Task to carry out: Convert the stretch from the line containing "Note: we are tagging the paved road" through the end of the data into a numbered list, leaving out any blank lines.

Extracted information:
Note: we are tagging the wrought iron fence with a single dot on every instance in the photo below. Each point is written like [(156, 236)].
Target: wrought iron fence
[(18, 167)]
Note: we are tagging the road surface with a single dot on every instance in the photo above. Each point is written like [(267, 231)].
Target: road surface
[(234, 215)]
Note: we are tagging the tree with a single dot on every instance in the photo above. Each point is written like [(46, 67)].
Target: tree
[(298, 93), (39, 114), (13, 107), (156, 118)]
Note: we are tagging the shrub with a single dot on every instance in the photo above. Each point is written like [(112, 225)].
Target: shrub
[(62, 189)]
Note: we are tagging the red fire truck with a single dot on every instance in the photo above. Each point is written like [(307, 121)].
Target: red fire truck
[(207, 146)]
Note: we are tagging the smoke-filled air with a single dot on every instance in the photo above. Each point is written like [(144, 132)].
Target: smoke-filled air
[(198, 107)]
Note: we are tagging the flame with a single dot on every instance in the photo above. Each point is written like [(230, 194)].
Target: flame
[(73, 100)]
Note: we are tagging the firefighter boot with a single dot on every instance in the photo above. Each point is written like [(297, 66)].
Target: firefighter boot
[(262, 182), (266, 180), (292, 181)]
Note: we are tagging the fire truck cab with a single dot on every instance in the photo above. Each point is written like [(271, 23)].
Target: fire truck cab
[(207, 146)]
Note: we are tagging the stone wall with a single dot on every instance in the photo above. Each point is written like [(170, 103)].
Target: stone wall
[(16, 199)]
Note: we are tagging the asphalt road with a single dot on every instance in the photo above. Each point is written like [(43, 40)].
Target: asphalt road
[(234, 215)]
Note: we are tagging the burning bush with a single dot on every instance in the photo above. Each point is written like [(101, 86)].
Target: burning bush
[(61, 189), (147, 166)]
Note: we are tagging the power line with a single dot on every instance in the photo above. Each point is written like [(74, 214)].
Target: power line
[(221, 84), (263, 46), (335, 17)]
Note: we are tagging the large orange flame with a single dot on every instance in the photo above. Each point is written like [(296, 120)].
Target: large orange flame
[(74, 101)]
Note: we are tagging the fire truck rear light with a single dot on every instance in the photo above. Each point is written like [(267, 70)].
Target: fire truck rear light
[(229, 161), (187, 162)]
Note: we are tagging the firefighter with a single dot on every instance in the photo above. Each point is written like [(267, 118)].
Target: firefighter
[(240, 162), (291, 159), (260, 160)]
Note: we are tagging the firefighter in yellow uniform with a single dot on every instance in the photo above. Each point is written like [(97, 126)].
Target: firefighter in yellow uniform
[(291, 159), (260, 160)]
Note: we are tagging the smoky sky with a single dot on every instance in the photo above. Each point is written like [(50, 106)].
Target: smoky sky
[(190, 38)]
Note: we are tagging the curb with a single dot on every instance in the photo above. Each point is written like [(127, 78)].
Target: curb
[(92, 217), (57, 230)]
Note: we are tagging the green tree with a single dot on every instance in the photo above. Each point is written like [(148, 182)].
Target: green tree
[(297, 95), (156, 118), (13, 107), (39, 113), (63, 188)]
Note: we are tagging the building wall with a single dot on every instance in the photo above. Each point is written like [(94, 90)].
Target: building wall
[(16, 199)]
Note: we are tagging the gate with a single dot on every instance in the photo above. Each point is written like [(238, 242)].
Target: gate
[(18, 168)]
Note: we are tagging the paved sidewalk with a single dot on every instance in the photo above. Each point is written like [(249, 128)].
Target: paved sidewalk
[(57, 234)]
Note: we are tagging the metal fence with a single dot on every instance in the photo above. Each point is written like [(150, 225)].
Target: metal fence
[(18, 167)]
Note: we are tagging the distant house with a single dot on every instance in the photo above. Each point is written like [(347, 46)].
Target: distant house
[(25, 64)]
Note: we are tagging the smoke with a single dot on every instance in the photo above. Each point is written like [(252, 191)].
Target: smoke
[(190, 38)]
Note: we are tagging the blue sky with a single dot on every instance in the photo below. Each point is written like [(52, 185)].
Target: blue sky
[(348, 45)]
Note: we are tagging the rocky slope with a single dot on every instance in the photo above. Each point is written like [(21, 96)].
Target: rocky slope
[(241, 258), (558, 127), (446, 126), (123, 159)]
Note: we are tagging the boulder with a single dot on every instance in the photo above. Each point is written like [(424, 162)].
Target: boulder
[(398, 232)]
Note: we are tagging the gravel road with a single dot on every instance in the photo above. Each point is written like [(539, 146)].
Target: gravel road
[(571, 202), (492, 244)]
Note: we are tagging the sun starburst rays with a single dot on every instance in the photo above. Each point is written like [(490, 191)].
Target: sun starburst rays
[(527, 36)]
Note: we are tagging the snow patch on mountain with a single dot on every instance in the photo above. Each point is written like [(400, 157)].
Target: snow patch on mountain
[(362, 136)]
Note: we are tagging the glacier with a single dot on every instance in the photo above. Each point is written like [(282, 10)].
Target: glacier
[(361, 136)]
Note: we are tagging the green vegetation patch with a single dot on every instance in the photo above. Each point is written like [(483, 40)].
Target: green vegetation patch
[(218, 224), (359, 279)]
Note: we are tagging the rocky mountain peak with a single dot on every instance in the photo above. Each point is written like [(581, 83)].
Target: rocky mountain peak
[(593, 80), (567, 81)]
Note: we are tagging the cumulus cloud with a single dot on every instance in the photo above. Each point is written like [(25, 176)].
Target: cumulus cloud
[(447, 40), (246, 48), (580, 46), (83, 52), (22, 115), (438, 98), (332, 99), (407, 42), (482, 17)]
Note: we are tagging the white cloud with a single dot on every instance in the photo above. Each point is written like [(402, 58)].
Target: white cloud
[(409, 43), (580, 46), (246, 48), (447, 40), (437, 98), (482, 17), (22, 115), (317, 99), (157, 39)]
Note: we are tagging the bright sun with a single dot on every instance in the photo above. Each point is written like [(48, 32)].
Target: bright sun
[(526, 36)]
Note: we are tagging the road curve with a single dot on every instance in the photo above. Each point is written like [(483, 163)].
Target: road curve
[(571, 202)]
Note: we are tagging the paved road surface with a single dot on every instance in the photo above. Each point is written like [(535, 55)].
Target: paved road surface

Output for this exercise:
1. Note: we are tagging the paved road surface with a single dot on every instance in the photo above. Each point is written like [(535, 55)].
2. Target: paved road surface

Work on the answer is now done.